- PYTANIA DO ODPOWIEDZI:
1. Jak wysokie, według tekstu o atopowym zapaleniu skóry, może być ryzyko zachorowania dziecka, gdy na AZS cierpią oboje rodzice?
2. Proszę napisać dalszy ciąg tekstu o atopowym zapaleniu skóry, rozpoczynając od miejsca, w którym się on kończy.

- WYBRANY TEKST:
◆ ◆ ◆ ◆ ◆
Atopowe zapalenie skóry to przewlekła choroba o podłożu alergicznym. W ostatnich latach wyjątkowo częsta. Lekarze szacują, że choruje na nią już 20 procent dzieci. Jej przyczyny nie są do końca poznane. Wiadomo, że ma ona związek z nieprawidłowym działaniem układu odpornościowego. Zaburzenia mechanizmów regulacyjnych prowadzą do nadprodukcji przeciwciał IgE, kierowanych następnie przeciw cząsteczkom, które organizm uzna za niebezpieczne. AZS jest uwarunkowane genetycznie. Dziecko, którego jedno z rodziców cierpi na AZS, jest w 20–40 procentach zagrożone odziedziczeniem choroby. Gdy oboje rodzice są chorzy, ryzyko rośnie nawet do 60 procent.
Trzy fazy – jedna diagnoza
Możesz podejrzewać, że twoje dziecko ma AZS, jeśli jego skóra jest sucha i towarzyszy temu silny świąd. Jednak diagnozę może postawić tylko lekarz dermatolog lub alergolog. W przebiegu AZS rozróżnia się trzy fazy. Pierwsza obejmuje okres od 3 – 6 miesiąca do 2. roku życia. Wysypka grudkowo-pęcherzykowa, której towarzyszy rumień, występuje najczęściej na policzkach i owłosionej skórze głowy. Druga, faza dziecięca, może rozwinąć się z fazy niemowlęcej bądź pojawić się między 3 a 12. rokiem życia. Zmiany skórne umiejscawiają się głównie pod kolanami i w zgięciach łokci, a także na grzbietach rąk i stóp. Mają skłonność do lichenifikacji (skóra staje się zgrubiała, szorstka). U młodzieży wysypka może obejmować dużą powierzchnię skóry, a zmiany są niemal identyczne po obu stronach ciała.
◆ ◆ ◆ ◆ ◆
- ZAPISANE DANE:
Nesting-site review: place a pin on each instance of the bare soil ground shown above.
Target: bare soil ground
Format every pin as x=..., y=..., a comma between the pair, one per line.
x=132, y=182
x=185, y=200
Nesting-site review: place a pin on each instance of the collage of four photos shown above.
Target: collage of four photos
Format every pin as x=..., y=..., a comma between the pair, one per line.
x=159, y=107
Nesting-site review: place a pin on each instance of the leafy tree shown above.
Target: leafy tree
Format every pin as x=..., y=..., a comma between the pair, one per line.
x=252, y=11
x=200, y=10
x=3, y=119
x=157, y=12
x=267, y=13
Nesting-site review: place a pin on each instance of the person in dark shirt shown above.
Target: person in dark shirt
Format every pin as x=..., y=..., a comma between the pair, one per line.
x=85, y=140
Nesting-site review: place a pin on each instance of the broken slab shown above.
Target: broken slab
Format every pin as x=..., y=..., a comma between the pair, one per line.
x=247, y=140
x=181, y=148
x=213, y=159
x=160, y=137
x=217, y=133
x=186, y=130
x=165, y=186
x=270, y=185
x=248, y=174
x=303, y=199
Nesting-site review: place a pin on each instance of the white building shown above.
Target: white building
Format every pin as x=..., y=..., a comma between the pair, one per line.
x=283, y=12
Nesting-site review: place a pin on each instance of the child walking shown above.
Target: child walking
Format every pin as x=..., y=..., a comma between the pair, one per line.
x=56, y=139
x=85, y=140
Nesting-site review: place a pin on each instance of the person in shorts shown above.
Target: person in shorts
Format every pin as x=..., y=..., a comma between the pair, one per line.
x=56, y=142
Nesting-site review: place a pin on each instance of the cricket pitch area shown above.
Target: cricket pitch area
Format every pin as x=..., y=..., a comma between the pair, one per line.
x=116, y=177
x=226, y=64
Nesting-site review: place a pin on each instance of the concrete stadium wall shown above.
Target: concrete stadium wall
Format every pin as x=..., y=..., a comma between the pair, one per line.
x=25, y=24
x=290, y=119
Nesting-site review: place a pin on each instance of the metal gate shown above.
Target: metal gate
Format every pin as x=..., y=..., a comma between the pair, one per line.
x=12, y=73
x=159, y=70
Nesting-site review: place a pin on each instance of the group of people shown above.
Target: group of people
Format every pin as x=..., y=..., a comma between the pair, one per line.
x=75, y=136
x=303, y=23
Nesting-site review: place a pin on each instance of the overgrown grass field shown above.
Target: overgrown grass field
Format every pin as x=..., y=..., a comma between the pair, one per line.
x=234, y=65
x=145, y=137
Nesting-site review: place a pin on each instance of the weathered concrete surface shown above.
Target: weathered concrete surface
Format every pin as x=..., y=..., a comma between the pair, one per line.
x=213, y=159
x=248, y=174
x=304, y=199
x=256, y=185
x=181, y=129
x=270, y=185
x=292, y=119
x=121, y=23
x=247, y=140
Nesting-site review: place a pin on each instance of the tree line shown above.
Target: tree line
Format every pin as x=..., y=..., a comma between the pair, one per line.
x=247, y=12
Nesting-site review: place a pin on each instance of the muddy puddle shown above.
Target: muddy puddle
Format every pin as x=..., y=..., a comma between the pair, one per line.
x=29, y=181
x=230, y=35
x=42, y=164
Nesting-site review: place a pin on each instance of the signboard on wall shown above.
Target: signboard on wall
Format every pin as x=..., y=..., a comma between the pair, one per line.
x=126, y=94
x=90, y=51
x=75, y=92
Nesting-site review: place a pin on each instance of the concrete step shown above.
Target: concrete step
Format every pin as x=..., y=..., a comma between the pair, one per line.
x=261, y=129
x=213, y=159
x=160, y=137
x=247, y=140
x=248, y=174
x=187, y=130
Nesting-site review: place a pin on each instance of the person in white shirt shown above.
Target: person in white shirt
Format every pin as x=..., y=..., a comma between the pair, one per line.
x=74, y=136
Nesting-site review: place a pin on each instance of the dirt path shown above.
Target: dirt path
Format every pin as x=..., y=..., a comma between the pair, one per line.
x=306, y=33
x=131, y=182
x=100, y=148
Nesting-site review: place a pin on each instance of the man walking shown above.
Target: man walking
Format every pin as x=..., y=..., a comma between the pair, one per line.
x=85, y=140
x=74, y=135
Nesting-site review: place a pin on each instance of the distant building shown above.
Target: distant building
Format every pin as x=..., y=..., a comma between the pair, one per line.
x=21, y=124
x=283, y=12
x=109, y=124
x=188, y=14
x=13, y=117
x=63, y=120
◆ ◆ ◆ ◆ ◆
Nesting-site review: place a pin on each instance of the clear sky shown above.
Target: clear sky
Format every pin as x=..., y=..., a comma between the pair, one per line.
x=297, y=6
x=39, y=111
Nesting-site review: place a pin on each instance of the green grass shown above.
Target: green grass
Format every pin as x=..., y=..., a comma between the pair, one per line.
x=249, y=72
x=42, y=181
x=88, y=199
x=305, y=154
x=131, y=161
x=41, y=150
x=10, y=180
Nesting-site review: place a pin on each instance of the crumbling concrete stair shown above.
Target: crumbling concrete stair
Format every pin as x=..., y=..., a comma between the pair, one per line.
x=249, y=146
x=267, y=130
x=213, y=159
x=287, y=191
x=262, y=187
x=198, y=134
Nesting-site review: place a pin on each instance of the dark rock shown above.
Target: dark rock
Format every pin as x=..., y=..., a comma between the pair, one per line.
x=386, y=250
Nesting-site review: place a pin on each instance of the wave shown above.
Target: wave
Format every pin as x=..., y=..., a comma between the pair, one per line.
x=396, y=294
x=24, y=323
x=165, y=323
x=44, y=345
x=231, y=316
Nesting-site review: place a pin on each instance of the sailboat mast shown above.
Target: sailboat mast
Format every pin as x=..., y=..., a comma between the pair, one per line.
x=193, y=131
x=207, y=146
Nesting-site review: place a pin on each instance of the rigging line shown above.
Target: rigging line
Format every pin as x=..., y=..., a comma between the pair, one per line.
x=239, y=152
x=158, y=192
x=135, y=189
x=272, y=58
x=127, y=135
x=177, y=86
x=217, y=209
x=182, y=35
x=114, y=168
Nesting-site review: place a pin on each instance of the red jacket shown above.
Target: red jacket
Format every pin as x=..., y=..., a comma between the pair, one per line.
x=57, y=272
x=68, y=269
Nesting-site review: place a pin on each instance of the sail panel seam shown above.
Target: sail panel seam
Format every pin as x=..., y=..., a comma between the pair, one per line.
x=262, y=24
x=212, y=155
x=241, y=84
◆ ◆ ◆ ◆ ◆
- ODPOWIEDZI DO ZADAŃ:
1. Ryzyko rośnie nawet do 60 procent.

2.
Źródło stresu
AZS jest dla chorych źródłem wielu problemów. Pierwszy to silny świąd, z powodu którego dziecko może budzić się w nocy nawet kilkanaście razy. Uporczywe drapanie uszkadza skórę, sprawiając, że wnikają w nią bakterie (np. gronkowiec złocisty), zanieczyszczenia bądź alergeny, pogłębiając stan zapalny. Kolejny to wygląd skóry. Czerwona, pokryta wysypką i łuszcząca się bywa powodem wstydu. Wreszcie, im cięższy przebieg AZS, tym większe prawdopodobieństwo, że pojawia się również inne formy alergii, jak alergiczny nieżyt nosa czy astma oskrzelowa.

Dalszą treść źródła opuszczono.